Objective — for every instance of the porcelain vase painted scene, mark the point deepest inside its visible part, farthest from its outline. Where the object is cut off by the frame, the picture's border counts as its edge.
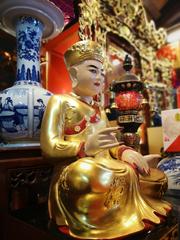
(22, 106)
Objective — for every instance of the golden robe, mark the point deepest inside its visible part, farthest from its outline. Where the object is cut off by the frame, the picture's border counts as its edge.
(101, 196)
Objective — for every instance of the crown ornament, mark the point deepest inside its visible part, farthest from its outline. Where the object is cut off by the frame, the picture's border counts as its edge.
(83, 50)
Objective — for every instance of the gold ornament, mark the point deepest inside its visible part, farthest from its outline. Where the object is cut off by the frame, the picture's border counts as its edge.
(83, 50)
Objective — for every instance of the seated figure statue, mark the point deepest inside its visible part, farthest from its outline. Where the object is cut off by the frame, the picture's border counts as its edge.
(102, 189)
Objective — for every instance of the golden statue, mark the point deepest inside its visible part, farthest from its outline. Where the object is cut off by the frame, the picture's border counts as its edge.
(101, 189)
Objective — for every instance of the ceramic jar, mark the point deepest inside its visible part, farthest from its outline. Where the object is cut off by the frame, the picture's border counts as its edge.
(22, 106)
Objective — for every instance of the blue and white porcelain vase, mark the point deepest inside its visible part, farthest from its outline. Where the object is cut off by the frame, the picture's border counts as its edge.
(23, 105)
(171, 167)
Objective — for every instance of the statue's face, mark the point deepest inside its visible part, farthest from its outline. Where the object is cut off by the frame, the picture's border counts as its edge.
(89, 78)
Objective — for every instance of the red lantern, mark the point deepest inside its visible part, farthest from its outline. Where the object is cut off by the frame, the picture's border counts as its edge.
(129, 100)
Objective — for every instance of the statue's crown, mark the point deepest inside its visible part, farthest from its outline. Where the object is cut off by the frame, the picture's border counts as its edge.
(83, 50)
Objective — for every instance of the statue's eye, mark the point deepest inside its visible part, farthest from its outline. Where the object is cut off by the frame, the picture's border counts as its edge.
(93, 70)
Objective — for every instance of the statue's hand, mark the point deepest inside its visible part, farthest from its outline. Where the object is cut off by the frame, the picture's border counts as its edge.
(152, 160)
(103, 139)
(137, 160)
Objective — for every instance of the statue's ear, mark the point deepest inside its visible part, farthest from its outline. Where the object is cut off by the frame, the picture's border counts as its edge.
(73, 75)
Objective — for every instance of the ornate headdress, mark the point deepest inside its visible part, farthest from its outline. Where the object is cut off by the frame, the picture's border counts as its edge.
(83, 50)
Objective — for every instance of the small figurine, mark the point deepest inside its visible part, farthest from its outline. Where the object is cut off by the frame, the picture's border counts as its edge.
(101, 189)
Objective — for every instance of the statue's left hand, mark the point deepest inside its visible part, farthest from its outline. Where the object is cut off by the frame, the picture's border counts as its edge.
(137, 160)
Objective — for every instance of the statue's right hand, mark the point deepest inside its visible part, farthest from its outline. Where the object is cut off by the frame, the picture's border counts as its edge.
(103, 139)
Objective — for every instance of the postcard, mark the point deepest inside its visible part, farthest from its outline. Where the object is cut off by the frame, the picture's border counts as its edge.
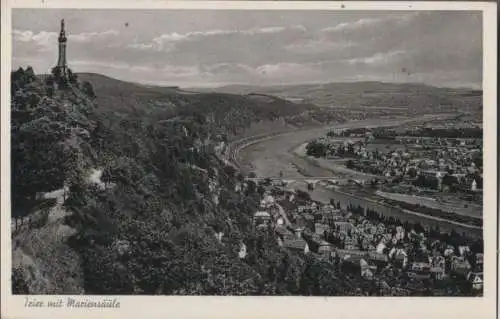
(230, 159)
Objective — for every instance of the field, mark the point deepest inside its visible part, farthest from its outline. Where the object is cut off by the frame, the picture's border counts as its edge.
(470, 210)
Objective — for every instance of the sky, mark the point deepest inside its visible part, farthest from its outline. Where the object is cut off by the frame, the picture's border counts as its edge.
(207, 48)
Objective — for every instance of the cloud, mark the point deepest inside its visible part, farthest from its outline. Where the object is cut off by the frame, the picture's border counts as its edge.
(167, 42)
(370, 22)
(284, 47)
(92, 36)
(378, 58)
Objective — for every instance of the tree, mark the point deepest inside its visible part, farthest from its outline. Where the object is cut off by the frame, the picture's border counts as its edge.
(88, 89)
(412, 172)
(350, 164)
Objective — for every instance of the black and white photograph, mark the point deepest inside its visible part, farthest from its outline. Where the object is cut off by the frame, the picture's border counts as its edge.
(247, 152)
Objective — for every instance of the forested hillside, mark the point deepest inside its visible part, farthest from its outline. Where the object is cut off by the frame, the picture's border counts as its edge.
(169, 219)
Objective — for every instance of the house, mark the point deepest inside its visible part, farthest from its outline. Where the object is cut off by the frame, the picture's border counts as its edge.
(350, 243)
(283, 233)
(400, 257)
(325, 248)
(477, 280)
(420, 270)
(367, 269)
(460, 266)
(243, 251)
(261, 218)
(341, 226)
(299, 231)
(296, 244)
(320, 228)
(479, 260)
(437, 273)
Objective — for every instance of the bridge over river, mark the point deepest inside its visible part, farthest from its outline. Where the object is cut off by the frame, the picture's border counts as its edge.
(273, 158)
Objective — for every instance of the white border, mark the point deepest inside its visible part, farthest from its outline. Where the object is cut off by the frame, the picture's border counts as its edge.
(271, 307)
——————————
Change every "Objective" in the items above to "Goal" and give them again with nothing else altered. Leave the pictures out.

### WRITTEN ANSWER
Goal — for every instance of the porcelain vase painted scene, mark the point deepest inside its visible part, farthest from its outline. Where the object is cut off by the frame, the picture's border counts as its edge.
(22, 106)
Goal — for every instance of the golden robe, mark the point deepest inside its visible part, farthest from its outline. Where the object is cut off by the frame, the picture's border counts as its edge.
(101, 196)
Goal — for every instance of the crown ornament, mark the point deepest inside its visible part, farthest from its outline. Where the object is cut off by the frame, the picture's border counts as its edge.
(83, 50)
Goal — for every instance of the gold ornament, mark the point deepest inside its visible part, farthest from its outline. Where the object is cut off by the frame, the picture's border counts as its edge.
(83, 50)
Goal — for every instance of the seated figure statue, mark the point deepest inside its visible part, farthest from its outline. Where the object is cut off by the frame, the picture's border counts as its edge.
(102, 189)
Goal — for every instance of the golden statue, mark the point deepest inside its visible part, farthest from its outline. Where the object is cut off by the frame, the picture's border counts as its edge.
(101, 189)
Goal — for every instance of the ceramic jar, mark the point deepest inside its visible part, farthest from its outline. Where the object is cut off by the frame, the picture's border counts as its edge.
(22, 106)
Goal — for every instance of the blue and white porcelain vase, mark the point deepest inside its visible part, farthest from its outline. Where the object is cut off by the frame, the picture's border counts as its edge.
(23, 105)
(171, 167)
Goal — for every instance of the statue's face, mark the point deepest inside its visible part, farthest from its outline. Where the object is cut off by the frame, the picture's border counts as its edge.
(89, 78)
Goal — for every instance of the red lantern, mark the point deepest inside its visible part, farthest from its outline. Where the object is cut off by the frame, the picture's border counts as its edge.
(129, 100)
Goal — for every instance of the statue's crown, mark the point deepest inside its visible part, farthest from its outline. Where the object is cut off by the frame, the picture's border counts as its edge.
(83, 50)
Goal — for every instance of the statue's eye, mark the point deepest inside its visible part, farthest from its outline. Where the object is cut off by the frame, the picture's border counts as its edge.
(93, 70)
Goal — for every instance of the statue's hand, mark the point deepest inside its visible part, farthest from its outline. Where the object is cut off by the frame, the picture's border counts as its edge.
(152, 160)
(103, 139)
(137, 160)
Goal — for every instance of the statue's ear, mark the point deepest inside its visible part, farthest from its outline. Where the object is cut off by the frame, the picture's border counts as its edge.
(73, 75)
Goal — for every instance of the ornate headdress, mark the point deepest inside its visible part, farthest from its outline. Where the object is cut off by the frame, the picture's border counts as its edge.
(83, 50)
Goal — for every instance of the small figurine, mark the point deepest inside its visible part, farthest from its outline. Where the object is cut off by the frame, the picture's border counts as its edge.
(101, 189)
Goal — for every instance of the statue's left hand, mark the point deepest inside its visible part, farthest from its outline. Where the object is cut off by the frame, the picture's border counts as its edge.
(137, 160)
Goal — for every instance of the statue's right hand, mark the point deepest inside its visible part, farthest from its outline. Where the object is cut off by the frame, the picture's border counts as its edge.
(103, 139)
Goal — for every instance of the postcard, mark the point deepest inside its visible part, farthest from its outline. Where the object is cut off by the frame, the picture's border counts as its edge.
(230, 159)
Goal — for every instance of the field, mark the point deepest inside its visible part, farthest from its outline. Where the object is cut off by the frame, the picture's border counts as its edge.
(470, 210)
Goal — for every instance of the sky, mark the point deepest inside its visible part, farthest from its outline. Where the object is cut off by the frame, the picture's border counts as its edge.
(207, 48)
Goal — for every instance of the cloud, mark the point deepest inside its visible part, farthest from its outline. Where the object is cut off by the frame, the picture's border counts as its edge.
(167, 42)
(370, 22)
(284, 47)
(92, 36)
(378, 58)
Goal — for every instance of the tree, mark the point deepest inside its visible part, farthest from its outline. Where the object is cut off by the frame, the picture's border counts as its edge.
(88, 89)
(412, 172)
(350, 164)
Goal — for every instance of the black and white photograph, mark the point deepest inside its visible part, farthest from its outline. Where the object is cut off by the frame, the picture's border counts as its edge.
(247, 152)
Goal — for every instance of the forested hillside, mark the point deepest inside its visible part, farthest from its outline. Where the object is cut off by the frame, the picture's border counts as its edge.
(169, 219)
Goal — for every instance of the house, mark the point deepest inside its visible part, farthest from its outline. Where the object is cut off by the frame, the picture's border counts as its edge.
(350, 243)
(283, 233)
(400, 257)
(325, 248)
(477, 280)
(420, 270)
(367, 269)
(460, 266)
(243, 251)
(261, 218)
(341, 226)
(299, 231)
(296, 244)
(320, 228)
(479, 260)
(437, 273)
Goal — for every instance of the bridge over river, mark the point deepest inside its visible part, farthest from its outline. Where the object is cut off by the frame, the picture's border counts as its edge.
(273, 158)
Goal — for every instance of the white border, mark the point deepest inside its visible part, farthest from its outline. Where the object is cut off by the frame, the picture's border counts as its edge.
(271, 307)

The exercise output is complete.